● Directions: Please read the genome assembly text below: which two measures are used to select the best assembly?

Eurofins provides various genome assembly services as listed below:

• Bacterial/Fungus Denovo Genome Assembly
• Pacbio Bacterial/Fungus Denovo Assembly
• Denovo Genome Assembly upto 1Gb
• Large Genome Denovo Assembly >1Gb
• Fungus hybrid Denovo assembly and analysis
• Large genome hybrid Denovo assembly and analysis
• Reference guided genome analysis
• PacBio reference guided analysis

Workflow & Deliverables

Bioinformatics workflow for genome analysis:

a. Quality check of raw reads:

The raw reads will be subjected to quality filtration and adapter trimming. The primer sequences, poly(A) tails and reads produced from ribosomal DNA templates will be removed. The high quality data will be used for downstream analysis.

b. Denovo Assembly :

The denovo assembly of high quality reads will be carried out using any one of the assembler. The assembler is often sensitive to the input parameters, so we will perform multiple Kmer assembly runs to optimize the assembly. The PE data will be assembled using various Kmer length, coverage cutoff, insert length, insert length standard deviation, expected coverage for scaffold assembly. The best assembly will be selected based on scaffold N50 and max scaffold length. Then final assembly will be evaluated based on scaffolds N50, assembly coverage (depth), reads participated in assembly, GC content, assembly completeness and accuracy.

c. Reference Based analysis

The reference genome and gene information (GFF3 file) are downloaded from public databases.

High quality reads are aligned against the reference genome with optimized parameters.

d. Gene prediction

Ab initio gene predictors are statistical models which are trained to find features of genes, such start and stop codons, CDS of the genes. The draft genome assembly will be used as input gene prediction program to predict the coding region in the given sample.

e. Annotation

The predicted coding regions will be annotated against NCBI non redundant protein database(Nr), Swissprot, Kyoto Encyclopedia of Genes and Genomes(KEGG), Cluster of Orthologous Group(COG) databases using Basic local alignment search tool (BlastX)(E-value ≤ 1e-05).

● Data provided:
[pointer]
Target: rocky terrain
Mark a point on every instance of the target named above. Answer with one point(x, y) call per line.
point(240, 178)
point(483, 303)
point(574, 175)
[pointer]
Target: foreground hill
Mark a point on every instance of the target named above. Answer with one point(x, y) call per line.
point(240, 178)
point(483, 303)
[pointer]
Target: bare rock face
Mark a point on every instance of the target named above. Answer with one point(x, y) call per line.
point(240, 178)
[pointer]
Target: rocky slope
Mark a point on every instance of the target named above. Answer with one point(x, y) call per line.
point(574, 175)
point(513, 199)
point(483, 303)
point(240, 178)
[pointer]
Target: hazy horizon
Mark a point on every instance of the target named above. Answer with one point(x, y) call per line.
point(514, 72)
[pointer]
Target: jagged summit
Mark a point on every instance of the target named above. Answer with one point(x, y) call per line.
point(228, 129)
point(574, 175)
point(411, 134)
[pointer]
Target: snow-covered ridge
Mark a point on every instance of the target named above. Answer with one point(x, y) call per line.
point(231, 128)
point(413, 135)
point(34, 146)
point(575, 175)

● Response: Scaffold N50 and max scaffold length.